┌─ RAW DATA

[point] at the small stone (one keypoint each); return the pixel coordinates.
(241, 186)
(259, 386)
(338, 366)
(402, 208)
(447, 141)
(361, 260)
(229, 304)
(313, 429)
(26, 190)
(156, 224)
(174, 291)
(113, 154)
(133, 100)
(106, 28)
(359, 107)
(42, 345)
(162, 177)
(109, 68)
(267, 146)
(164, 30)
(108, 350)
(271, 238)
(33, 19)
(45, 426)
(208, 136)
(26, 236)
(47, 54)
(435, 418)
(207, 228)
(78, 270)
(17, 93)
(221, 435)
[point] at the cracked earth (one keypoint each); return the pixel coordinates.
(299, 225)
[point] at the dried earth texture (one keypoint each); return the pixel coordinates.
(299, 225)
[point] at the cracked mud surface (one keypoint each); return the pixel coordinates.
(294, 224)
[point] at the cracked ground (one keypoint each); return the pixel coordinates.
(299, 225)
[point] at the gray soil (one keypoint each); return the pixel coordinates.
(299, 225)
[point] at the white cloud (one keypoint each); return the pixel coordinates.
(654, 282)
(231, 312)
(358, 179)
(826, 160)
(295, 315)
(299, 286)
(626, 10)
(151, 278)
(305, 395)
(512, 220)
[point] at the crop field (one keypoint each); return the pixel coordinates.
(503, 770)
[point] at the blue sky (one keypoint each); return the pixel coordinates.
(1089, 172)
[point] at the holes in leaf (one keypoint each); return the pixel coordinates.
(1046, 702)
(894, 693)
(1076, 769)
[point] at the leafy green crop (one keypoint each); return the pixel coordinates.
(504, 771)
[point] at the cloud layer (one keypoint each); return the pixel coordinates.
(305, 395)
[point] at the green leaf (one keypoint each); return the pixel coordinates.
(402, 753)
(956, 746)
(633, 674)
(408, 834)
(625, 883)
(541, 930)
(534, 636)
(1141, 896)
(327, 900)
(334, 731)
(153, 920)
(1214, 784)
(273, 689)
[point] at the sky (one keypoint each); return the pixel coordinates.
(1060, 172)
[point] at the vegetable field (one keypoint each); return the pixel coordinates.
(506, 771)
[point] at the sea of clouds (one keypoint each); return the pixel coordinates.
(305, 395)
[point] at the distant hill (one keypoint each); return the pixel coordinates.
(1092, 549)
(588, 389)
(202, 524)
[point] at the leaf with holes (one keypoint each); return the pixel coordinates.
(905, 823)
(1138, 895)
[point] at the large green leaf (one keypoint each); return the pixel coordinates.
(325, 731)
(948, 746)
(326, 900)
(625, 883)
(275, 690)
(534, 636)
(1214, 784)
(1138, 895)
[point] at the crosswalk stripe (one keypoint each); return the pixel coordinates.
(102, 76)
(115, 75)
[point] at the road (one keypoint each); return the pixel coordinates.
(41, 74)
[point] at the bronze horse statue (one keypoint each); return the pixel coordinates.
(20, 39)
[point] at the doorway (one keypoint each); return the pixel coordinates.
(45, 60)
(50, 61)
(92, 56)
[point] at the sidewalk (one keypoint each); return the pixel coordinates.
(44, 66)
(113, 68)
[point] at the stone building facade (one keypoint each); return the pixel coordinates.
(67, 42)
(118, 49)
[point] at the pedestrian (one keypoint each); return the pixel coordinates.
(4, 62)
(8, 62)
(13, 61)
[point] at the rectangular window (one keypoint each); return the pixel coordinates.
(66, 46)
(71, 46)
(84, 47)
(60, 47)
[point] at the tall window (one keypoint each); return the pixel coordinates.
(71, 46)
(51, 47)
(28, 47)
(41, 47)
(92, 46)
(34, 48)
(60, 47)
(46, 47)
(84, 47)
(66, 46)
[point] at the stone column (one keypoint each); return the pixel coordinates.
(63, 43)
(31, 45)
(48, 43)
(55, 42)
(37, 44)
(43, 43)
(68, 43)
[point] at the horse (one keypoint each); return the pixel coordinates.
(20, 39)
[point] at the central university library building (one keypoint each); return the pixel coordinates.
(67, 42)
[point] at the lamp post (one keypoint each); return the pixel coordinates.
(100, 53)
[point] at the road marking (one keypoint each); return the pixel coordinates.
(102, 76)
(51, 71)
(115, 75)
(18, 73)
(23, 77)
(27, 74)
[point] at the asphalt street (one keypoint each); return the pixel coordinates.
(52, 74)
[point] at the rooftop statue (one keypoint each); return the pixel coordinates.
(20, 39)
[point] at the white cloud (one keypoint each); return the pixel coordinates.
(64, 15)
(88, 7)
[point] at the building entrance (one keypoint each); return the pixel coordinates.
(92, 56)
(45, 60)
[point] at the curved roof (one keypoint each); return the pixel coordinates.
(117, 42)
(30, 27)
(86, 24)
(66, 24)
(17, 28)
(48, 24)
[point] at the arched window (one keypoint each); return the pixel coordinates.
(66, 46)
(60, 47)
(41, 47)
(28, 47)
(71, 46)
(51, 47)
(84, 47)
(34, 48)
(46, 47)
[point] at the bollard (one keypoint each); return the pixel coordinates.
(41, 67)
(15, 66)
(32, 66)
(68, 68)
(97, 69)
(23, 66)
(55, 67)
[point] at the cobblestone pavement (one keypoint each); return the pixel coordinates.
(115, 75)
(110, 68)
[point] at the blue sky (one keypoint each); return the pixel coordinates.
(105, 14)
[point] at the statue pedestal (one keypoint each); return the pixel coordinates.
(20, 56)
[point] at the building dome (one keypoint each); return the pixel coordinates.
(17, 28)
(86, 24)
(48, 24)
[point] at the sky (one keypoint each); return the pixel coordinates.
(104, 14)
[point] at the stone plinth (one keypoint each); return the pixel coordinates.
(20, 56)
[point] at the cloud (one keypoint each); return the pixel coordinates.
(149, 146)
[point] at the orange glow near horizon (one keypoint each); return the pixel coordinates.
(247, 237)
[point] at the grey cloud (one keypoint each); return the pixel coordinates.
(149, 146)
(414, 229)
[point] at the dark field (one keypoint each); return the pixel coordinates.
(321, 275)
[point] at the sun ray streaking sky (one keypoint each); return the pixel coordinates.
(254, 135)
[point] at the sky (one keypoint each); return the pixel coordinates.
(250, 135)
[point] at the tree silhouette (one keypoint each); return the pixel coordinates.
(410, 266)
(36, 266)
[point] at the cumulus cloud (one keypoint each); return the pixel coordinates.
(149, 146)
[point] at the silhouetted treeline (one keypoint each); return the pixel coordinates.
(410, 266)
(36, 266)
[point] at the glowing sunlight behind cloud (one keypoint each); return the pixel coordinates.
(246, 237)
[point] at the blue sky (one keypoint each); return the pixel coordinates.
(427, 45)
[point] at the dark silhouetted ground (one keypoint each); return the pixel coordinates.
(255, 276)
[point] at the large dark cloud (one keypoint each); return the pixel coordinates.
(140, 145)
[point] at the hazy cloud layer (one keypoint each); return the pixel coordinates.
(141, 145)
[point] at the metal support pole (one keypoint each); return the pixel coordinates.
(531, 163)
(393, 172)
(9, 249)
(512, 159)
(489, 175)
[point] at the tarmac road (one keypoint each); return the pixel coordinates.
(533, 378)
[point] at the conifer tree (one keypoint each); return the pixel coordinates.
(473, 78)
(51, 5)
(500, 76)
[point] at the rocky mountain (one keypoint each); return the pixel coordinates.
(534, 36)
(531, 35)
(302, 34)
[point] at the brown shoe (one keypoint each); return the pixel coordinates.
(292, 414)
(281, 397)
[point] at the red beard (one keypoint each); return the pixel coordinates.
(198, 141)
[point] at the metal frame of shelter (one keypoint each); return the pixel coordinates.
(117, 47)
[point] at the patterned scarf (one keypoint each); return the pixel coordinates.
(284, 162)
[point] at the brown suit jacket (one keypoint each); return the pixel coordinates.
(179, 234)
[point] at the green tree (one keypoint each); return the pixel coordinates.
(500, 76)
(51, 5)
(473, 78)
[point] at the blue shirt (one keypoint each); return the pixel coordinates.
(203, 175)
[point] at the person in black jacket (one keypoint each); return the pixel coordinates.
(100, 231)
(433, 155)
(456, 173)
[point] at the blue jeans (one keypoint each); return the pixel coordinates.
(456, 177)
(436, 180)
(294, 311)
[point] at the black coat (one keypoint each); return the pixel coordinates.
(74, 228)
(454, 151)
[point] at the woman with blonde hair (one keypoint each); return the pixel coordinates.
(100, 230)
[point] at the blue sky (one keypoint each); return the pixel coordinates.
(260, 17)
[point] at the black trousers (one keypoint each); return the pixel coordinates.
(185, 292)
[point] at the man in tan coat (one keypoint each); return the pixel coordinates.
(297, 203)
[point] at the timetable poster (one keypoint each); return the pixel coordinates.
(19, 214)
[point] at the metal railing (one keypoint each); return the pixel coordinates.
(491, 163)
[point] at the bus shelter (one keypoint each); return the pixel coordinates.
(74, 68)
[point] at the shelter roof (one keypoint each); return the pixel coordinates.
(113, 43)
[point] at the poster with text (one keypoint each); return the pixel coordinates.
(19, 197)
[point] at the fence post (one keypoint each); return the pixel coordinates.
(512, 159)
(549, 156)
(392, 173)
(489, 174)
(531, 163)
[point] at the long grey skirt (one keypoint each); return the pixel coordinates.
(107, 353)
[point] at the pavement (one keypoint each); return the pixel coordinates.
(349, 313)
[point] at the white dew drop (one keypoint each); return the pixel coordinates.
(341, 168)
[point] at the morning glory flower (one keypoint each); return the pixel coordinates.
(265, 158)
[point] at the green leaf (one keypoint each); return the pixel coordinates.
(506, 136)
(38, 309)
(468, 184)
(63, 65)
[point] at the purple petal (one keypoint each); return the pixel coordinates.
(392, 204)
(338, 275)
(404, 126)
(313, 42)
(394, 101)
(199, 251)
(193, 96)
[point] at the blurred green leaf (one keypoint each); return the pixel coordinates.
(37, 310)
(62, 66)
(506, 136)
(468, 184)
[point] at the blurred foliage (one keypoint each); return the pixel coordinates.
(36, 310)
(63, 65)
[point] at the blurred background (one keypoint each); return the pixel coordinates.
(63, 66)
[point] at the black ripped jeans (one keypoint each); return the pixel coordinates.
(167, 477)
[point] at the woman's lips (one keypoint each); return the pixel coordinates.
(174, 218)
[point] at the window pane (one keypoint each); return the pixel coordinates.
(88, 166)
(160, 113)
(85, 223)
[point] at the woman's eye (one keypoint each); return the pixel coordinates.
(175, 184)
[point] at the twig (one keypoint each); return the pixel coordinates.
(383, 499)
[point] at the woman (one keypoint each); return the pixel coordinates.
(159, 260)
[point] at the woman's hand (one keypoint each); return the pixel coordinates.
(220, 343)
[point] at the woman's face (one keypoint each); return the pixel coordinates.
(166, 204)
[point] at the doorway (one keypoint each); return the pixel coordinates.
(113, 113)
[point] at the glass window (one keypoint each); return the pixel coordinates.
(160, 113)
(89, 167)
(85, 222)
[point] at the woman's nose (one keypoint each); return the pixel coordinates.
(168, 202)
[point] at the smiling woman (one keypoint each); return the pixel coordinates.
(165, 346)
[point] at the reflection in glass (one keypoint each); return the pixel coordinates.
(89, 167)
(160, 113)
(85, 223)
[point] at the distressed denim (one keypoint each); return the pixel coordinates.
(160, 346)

└─

TASK BRIEF -> Rewrite the lines from the one holding "[point] at the cracked ground" through the one holding "(1060, 172)", inclusive, with "cloud" changed to "haze" and nothing else altered.

FINAL ANSWER ->
[point] at the cracked ground (one keypoint each); return the pixel coordinates.
(299, 225)
[point] at the gray soil (one keypoint each); return the pixel coordinates.
(299, 225)
[point] at the white haze (one keypoint each); return the pixel coordinates.
(654, 282)
(231, 312)
(358, 179)
(826, 160)
(295, 315)
(299, 286)
(626, 10)
(151, 278)
(305, 395)
(512, 220)
[point] at the crop field (one keypoint each); return the pixel coordinates.
(503, 770)
[point] at the blue sky (one keypoint each); return the pixel coordinates.
(1089, 172)
[point] at the holes in leaf (one keypoint each); return the pixel coordinates.
(1046, 702)
(894, 693)
(1076, 769)
[point] at the leafy green crop (one keypoint each); return the pixel coordinates.
(504, 771)
[point] at the haze layer (one keypoint each); return the pixel coordinates.
(305, 395)
[point] at the green leaf (one keypoint each); return the pixel coordinates.
(402, 753)
(956, 746)
(633, 674)
(408, 834)
(625, 883)
(541, 930)
(534, 636)
(1141, 896)
(327, 900)
(334, 731)
(153, 920)
(1214, 784)
(273, 689)
[point] at the sky (one keypoint each); return the pixel coordinates.
(1060, 172)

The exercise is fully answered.